● **PROBLEM**
In the description of the book Feeding Gotham, how large did New York City's population grow in the first half of the nineteenth century?

New York City witnessed unparalleled growth in the first half of the nineteenth century, its population rising from thirty thousand people to nearly a million in a matter of decades. Feeding Gotham looks at how America's first metropolis grappled with the challenge of provisioning its inhabitants. It tells the story of how access to food, once a public good, became a private matter left to free and unregulated markets—and of the profound consequences this had for American living standards and urban development.
Taking readers from the early republic to the Civil War, Gergely Baics explores the changing dynamics of urban governance, market forces, and the built environment that defined New Yorkers’ experiences of supplying their households. He paints a vibrant portrait of the public debates that propelled New York from a tightly regulated public market to a free-market system of provisioning, and shows how deregulation had its social costs and benefits. Baics uses cutting-edge GIS mapping techniques to reconstruct New York’s changing food landscapes over half a century, following residents into neighborhood public markets, meat shops, and groceries across the city’s expanding territory. He lays bare how unequal access to adequate and healthy food supplies led to an increasingly differentiated urban environment.
A masterful blend of economic, social, and geographic history, Feeding Gotham traces how this highly fragmented geography of food access became a defining and enduring feature of the American city.
Gergely Baics is assistant professor of history and urban studies at Barnard College, Columbia University.

(Pointing dataset records)
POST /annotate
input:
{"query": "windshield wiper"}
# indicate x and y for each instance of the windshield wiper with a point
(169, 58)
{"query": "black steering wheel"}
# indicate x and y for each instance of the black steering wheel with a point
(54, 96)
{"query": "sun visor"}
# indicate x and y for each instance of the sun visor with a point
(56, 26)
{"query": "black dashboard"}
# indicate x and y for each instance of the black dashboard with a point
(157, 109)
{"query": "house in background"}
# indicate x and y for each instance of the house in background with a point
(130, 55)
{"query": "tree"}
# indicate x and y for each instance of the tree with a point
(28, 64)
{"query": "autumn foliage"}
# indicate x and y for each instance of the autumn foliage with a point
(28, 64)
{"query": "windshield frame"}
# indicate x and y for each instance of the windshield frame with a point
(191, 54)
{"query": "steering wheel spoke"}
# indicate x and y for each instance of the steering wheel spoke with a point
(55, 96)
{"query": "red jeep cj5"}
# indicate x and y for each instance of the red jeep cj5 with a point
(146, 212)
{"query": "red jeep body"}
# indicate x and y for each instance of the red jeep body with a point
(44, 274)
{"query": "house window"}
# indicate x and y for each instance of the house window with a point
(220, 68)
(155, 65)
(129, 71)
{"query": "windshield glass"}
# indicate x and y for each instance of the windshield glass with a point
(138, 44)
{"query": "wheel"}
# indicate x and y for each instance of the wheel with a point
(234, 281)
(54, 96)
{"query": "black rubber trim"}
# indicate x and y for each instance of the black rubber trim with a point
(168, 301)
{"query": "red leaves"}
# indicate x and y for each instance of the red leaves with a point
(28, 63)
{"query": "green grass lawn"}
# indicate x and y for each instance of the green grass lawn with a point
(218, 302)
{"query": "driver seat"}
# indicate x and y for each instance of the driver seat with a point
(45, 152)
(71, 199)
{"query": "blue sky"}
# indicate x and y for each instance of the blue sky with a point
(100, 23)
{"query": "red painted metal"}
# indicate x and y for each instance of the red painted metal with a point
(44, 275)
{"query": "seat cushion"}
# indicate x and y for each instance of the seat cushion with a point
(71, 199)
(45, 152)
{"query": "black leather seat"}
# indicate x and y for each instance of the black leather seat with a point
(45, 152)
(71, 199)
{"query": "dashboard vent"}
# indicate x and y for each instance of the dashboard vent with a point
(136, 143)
--
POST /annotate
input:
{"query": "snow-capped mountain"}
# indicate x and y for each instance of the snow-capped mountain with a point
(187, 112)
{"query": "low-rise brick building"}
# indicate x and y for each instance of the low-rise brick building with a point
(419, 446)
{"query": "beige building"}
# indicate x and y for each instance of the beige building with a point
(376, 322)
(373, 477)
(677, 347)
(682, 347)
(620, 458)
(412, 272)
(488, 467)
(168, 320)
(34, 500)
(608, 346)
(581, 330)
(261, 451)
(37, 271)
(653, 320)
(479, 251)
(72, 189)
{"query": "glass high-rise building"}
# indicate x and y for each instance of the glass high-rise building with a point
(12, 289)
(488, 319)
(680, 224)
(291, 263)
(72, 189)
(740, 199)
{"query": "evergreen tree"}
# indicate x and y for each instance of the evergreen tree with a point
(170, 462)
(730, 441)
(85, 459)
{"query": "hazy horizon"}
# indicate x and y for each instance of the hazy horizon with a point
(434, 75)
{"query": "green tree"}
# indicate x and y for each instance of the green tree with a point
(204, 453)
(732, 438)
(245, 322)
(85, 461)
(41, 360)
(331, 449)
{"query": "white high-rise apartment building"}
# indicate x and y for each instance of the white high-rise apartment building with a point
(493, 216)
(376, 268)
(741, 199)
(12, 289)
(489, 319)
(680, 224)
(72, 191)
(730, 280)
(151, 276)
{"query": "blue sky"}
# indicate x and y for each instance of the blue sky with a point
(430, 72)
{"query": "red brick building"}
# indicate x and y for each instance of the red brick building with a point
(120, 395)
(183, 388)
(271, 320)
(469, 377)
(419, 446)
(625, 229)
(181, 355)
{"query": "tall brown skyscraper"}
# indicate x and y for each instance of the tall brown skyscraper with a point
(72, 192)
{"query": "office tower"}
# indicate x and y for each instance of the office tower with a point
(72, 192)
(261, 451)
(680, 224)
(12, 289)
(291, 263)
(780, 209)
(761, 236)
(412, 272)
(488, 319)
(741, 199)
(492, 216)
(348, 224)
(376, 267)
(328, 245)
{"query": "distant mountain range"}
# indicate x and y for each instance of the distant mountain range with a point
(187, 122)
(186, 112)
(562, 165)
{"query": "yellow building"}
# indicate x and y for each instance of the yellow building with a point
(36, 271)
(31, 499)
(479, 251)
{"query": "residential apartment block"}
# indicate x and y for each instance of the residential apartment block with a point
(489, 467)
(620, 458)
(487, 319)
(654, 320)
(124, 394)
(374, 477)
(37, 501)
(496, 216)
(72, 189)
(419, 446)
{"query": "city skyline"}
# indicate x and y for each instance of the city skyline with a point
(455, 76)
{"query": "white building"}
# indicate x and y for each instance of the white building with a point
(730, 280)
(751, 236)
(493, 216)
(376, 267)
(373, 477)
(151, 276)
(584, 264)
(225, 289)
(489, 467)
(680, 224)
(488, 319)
==
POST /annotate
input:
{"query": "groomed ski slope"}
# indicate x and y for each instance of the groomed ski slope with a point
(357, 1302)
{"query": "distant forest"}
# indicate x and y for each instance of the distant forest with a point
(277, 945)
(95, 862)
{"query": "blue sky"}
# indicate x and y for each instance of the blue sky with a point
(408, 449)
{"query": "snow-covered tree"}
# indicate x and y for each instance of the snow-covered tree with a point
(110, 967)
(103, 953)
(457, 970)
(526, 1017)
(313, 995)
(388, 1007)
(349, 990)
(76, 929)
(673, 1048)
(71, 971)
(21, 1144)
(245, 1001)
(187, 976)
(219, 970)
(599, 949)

● **TASK ANSWER**
It grew from thirty thousand people to nearly a million.